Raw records
┏━━
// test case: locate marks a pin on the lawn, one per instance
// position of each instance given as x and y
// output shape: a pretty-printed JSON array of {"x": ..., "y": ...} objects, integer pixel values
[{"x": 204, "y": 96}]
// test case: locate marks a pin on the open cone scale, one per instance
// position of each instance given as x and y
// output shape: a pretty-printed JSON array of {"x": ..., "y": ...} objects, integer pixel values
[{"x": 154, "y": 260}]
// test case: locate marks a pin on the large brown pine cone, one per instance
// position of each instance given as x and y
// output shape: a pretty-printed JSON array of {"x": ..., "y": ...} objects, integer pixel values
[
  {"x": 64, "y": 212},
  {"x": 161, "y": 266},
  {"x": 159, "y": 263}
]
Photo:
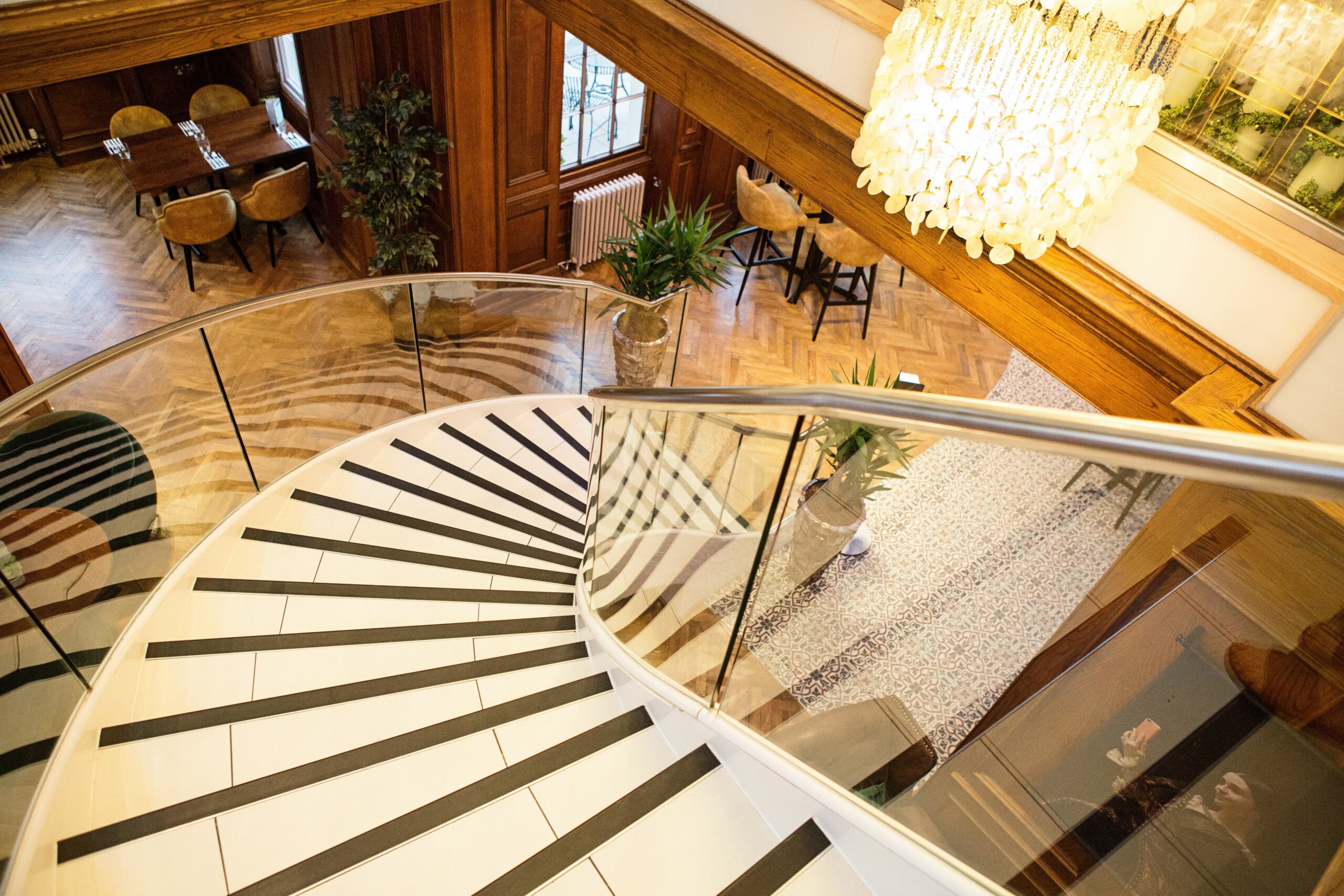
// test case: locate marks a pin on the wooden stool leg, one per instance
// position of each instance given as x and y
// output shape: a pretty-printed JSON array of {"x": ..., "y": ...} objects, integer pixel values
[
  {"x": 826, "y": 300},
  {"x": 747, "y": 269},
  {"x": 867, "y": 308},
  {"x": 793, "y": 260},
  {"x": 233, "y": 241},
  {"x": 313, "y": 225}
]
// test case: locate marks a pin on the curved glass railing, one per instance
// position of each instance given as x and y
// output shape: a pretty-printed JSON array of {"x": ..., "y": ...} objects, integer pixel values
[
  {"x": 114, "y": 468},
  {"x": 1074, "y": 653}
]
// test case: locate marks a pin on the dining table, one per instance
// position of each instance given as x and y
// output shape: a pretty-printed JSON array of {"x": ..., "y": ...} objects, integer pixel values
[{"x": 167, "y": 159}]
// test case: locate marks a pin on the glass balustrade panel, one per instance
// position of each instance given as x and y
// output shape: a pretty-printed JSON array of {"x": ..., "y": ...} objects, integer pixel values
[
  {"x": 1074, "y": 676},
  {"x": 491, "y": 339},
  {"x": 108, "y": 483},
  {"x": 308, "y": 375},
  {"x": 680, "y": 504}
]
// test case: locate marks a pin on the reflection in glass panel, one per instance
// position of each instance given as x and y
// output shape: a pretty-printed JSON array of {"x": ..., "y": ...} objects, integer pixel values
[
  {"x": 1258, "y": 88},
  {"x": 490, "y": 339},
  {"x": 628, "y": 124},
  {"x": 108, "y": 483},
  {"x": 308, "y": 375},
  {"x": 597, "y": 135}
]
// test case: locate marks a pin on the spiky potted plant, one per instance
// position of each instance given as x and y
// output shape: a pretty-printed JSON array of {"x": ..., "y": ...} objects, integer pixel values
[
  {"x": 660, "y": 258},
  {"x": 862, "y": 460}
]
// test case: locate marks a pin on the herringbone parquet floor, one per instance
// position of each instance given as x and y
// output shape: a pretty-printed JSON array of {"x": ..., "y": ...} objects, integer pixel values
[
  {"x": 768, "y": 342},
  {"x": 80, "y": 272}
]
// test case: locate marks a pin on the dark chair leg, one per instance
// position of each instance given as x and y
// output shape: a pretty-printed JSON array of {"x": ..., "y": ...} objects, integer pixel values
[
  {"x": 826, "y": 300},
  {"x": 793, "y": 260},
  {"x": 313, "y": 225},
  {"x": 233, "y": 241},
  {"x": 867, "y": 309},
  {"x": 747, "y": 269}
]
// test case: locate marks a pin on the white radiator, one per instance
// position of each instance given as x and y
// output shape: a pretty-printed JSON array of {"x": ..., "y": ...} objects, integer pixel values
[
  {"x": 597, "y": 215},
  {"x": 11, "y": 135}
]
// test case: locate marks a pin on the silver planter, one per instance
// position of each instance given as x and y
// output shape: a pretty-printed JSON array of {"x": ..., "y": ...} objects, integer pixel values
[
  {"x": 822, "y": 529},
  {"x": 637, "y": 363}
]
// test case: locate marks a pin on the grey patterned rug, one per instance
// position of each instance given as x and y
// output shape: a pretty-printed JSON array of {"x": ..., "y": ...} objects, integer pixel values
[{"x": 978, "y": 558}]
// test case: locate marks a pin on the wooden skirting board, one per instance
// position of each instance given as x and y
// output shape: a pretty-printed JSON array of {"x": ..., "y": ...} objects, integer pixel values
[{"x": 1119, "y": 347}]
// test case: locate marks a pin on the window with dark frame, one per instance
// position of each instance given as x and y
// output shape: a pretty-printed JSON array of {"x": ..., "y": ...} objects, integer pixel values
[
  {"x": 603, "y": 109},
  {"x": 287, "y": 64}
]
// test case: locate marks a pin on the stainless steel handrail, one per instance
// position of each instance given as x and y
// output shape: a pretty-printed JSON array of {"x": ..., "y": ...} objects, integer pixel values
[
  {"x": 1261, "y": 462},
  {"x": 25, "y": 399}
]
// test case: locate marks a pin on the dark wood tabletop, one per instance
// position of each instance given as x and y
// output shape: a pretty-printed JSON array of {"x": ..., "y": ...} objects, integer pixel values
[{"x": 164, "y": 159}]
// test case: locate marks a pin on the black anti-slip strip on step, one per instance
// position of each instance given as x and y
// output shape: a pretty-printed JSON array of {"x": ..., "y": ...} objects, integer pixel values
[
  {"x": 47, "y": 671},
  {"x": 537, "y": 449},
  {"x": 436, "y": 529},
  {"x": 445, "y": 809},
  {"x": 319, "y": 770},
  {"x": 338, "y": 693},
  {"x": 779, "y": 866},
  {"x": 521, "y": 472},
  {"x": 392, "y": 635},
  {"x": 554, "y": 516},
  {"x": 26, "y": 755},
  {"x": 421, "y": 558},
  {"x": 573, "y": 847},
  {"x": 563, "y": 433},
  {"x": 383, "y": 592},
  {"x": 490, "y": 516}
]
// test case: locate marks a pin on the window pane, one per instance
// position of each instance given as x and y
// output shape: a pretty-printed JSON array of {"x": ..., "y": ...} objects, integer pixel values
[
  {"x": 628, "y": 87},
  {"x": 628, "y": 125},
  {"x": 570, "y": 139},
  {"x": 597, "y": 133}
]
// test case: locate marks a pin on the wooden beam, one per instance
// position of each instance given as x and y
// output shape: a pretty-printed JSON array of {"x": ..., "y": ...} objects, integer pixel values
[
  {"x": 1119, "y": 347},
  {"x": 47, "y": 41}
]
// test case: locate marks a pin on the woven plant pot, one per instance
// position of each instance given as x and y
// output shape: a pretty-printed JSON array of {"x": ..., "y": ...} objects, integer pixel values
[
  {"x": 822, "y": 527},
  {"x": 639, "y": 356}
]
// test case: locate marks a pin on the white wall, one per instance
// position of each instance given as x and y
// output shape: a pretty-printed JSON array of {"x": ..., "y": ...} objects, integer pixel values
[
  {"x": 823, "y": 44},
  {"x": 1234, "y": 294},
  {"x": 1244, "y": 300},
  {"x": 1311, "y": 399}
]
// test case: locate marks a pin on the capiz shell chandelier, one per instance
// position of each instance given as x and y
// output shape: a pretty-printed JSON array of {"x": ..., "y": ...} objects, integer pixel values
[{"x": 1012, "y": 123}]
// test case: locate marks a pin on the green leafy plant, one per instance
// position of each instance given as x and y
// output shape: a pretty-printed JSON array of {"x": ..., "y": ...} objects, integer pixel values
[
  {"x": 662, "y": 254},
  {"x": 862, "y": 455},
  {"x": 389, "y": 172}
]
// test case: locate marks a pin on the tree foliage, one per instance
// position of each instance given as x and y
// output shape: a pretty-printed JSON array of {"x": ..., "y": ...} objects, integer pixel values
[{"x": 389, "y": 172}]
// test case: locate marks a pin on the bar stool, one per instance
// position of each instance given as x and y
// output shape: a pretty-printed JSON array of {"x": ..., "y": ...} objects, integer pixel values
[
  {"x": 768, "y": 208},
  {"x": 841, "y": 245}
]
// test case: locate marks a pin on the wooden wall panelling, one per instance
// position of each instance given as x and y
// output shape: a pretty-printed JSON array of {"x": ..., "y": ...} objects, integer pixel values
┗━━
Would you mind returning each entry above word for word, skipping the images?

> ANSWER IN FULL:
// test case: locate marks a pin on the lawn, one per instance
// position of each instance given as x and y
// output shape: a pretty-printed JSON array of {"x": ..., "y": ...} objects, integer pixel values
[{"x": 204, "y": 96}]
// test case: locate marks a pin on the open cone scale, one per instance
// position of each instance given as x and y
// output shape: a pretty-printed JSON array of {"x": ..., "y": ...} objects, integer pixel values
[{"x": 154, "y": 260}]
// test case: locate marks a pin on the large brown pine cone, one per instance
// position of each instance given as x and y
// output shape: a pretty-printed JSON array of {"x": ..., "y": ...} objects, integer pixel values
[
  {"x": 64, "y": 212},
  {"x": 161, "y": 266},
  {"x": 159, "y": 263}
]
Photo:
// test case: locate marks a pin on the wooden stool leg, one per instance
// position of each instance given as x and y
// output shape: a pretty-printed JSON array of {"x": ..., "y": ...} objects, integer pixel values
[
  {"x": 826, "y": 300},
  {"x": 747, "y": 269},
  {"x": 867, "y": 308},
  {"x": 793, "y": 260},
  {"x": 233, "y": 241},
  {"x": 313, "y": 225}
]
// test case: locate marks a pin on the curved glass railing, one per instance
// position of each instance given as x and y
// output shape: a pretty-printed JSON array of {"x": ..., "y": ...} objects, integer pixel values
[
  {"x": 114, "y": 468},
  {"x": 1074, "y": 653}
]
// test case: locate marks a pin on the dining table, one per instance
// position of each instance given as x and y
// output shape: a pretty-printed JSON array of {"x": ..., "y": ...} objects, integer pixel values
[{"x": 167, "y": 159}]
// test case: locate marks a pin on the glass balustrade panel, one per instance
// position of each instance given as x and y
// output shape: a pretty-printed JSON array of {"x": ..., "y": ...} objects, integer pixel values
[
  {"x": 1074, "y": 676},
  {"x": 491, "y": 339},
  {"x": 108, "y": 483},
  {"x": 308, "y": 375},
  {"x": 680, "y": 504}
]
// test case: locate marks a pin on the reflection in glass panel, one per instance
// position of each instance given as x and y
// output shape: a pretty-printed JSON array of {"x": ..., "y": ...} objects, integer pixel values
[
  {"x": 1258, "y": 88},
  {"x": 490, "y": 339},
  {"x": 628, "y": 124},
  {"x": 108, "y": 483},
  {"x": 308, "y": 375},
  {"x": 597, "y": 135}
]
// test case: locate marks a pin on the spiky potted plant, one per instance
// position of each instance given as x and y
// output shape: a pretty-printed JSON array of {"x": ..., "y": ...} objects, integer pixel values
[
  {"x": 660, "y": 258},
  {"x": 862, "y": 460}
]
// test case: locate marks a pin on the herringbone parquet floor, one per instance
// position of each instance given as x and y
// output shape: a pretty-printed JSON array of {"x": ..., "y": ...} objects, integer pixel values
[
  {"x": 768, "y": 342},
  {"x": 80, "y": 272}
]
// test case: locate marks a pin on the dark chair leg, one per instance
// position of each instance given as x and y
// output shape: a pretty-printed JSON array of {"x": ..., "y": ...} objects, integer pixel values
[
  {"x": 826, "y": 300},
  {"x": 793, "y": 260},
  {"x": 313, "y": 225},
  {"x": 233, "y": 241},
  {"x": 867, "y": 309},
  {"x": 747, "y": 269}
]
// test case: locate marks a pin on the white radiator, one per instance
// position of each instance given as x and y
// output shape: a pretty-printed JSON array of {"x": ..., "y": ...} objects, integer pixel values
[
  {"x": 597, "y": 215},
  {"x": 11, "y": 135}
]
// test case: locate marks a pin on the silver planter, one per instance
// position of each instance given as x and y
// output shape: a pretty-printed JSON array of {"x": ..., "y": ...} objects, integer pixel values
[
  {"x": 822, "y": 529},
  {"x": 637, "y": 363}
]
// test case: locate marks a pin on the grey patterned rug, one per instance
// position of each instance given as x and y
// output shape: a pretty-printed JSON array of {"x": ..., "y": ...} objects, integer pixel values
[{"x": 978, "y": 558}]
// test case: locate marks a pin on the wooden skirting board, one per instance
// position of each instance given as x and y
// output shape: a pretty-printed JSON array of {"x": ..., "y": ...} objects, integer pixel values
[{"x": 1119, "y": 347}]
// test case: locate marks a pin on the window with dark frame, one per instance
// position of each instance given as x and y
// output shape: a pretty-printed JSON array of {"x": ..., "y": ...} objects, integer pixel values
[
  {"x": 603, "y": 109},
  {"x": 287, "y": 64}
]
// test case: locate marks a pin on the stainless steel handrail, one per instance
// position of each instance given as x and y
// output shape: a pretty-printed JSON array of {"x": ..., "y": ...} objects, integer pixel values
[
  {"x": 1261, "y": 462},
  {"x": 25, "y": 399}
]
// test case: locate marks a pin on the dark wood tabletop, one per instance
// position of each instance given as x and y
// output shape: a pretty-printed JSON array of {"x": ..., "y": ...} objects, integer pixel values
[{"x": 164, "y": 159}]
// test case: locate marks a pin on the black anti-slip strip on step, one per instance
// position of each instance given as x and y
// output shape: a pretty-printed JSON array of {"x": ..., "y": ...} objects, integer pixel values
[
  {"x": 47, "y": 671},
  {"x": 537, "y": 449},
  {"x": 436, "y": 529},
  {"x": 445, "y": 809},
  {"x": 319, "y": 770},
  {"x": 338, "y": 693},
  {"x": 779, "y": 866},
  {"x": 521, "y": 472},
  {"x": 392, "y": 635},
  {"x": 554, "y": 516},
  {"x": 26, "y": 755},
  {"x": 421, "y": 558},
  {"x": 573, "y": 847},
  {"x": 563, "y": 433},
  {"x": 383, "y": 592},
  {"x": 490, "y": 516}
]
// test case: locate marks a pin on the window pane, one per instance
// position of each instance given as x and y
// output shape: a pretty-printed JSON array of {"x": ..., "y": ...} objects, integer pixel values
[
  {"x": 628, "y": 87},
  {"x": 628, "y": 125},
  {"x": 570, "y": 139},
  {"x": 597, "y": 133}
]
// test case: locate marks a pin on the wooden beam, one per instance
// position of each instance given as x and y
// output shape: a pretty-printed JSON array of {"x": ..., "y": ...} objects, integer pixel values
[
  {"x": 1119, "y": 347},
  {"x": 47, "y": 41}
]
// test case: locate marks a pin on the woven plant pot, one per instance
// position of each instance given as x and y
// output shape: a pretty-printed JSON array of {"x": ..., "y": ...} objects, integer pixel values
[
  {"x": 822, "y": 527},
  {"x": 639, "y": 356}
]
// test case: locate marks a pin on the white wall, one per instance
// position of each instance given as x and y
// output shape: a pretty-printed JSON array of {"x": ..., "y": ...} objects, integer pixel values
[
  {"x": 823, "y": 44},
  {"x": 1234, "y": 294},
  {"x": 1244, "y": 300},
  {"x": 1311, "y": 399}
]
// test case: locate marks a pin on the capiz shell chandelier, one per instance
// position of each instance given as x and y
// output shape: a pretty-printed JSON array of {"x": ..., "y": ...} objects, integer pixel values
[{"x": 1012, "y": 123}]
// test case: locate marks a pin on the green leafy plant, one per instance
// position of each instance given as x and y
// output shape: a pretty-printed JSON array of {"x": ..., "y": ...} objects, integer pixel values
[
  {"x": 662, "y": 254},
  {"x": 862, "y": 455},
  {"x": 389, "y": 172}
]
// test case: locate marks a pin on the tree foliage, one per instance
// position of each instance given as x and y
// output shape: a pretty-printed JSON array of {"x": ..., "y": ...} objects, integer pixel values
[{"x": 389, "y": 172}]
// test case: locate marks a pin on the bar stool, one per instance
// position of each instance given as x and y
// output shape: a pretty-printed JSON array of {"x": ..., "y": ...} objects, integer pixel values
[
  {"x": 768, "y": 208},
  {"x": 841, "y": 245}
]
// test case: locate marks a pin on the wooden wall panelling, one per instance
// position of each instance given as x and y
// output shape: a pretty-printed JSON array of {"x": ..., "y": ...} objects, integer pixel values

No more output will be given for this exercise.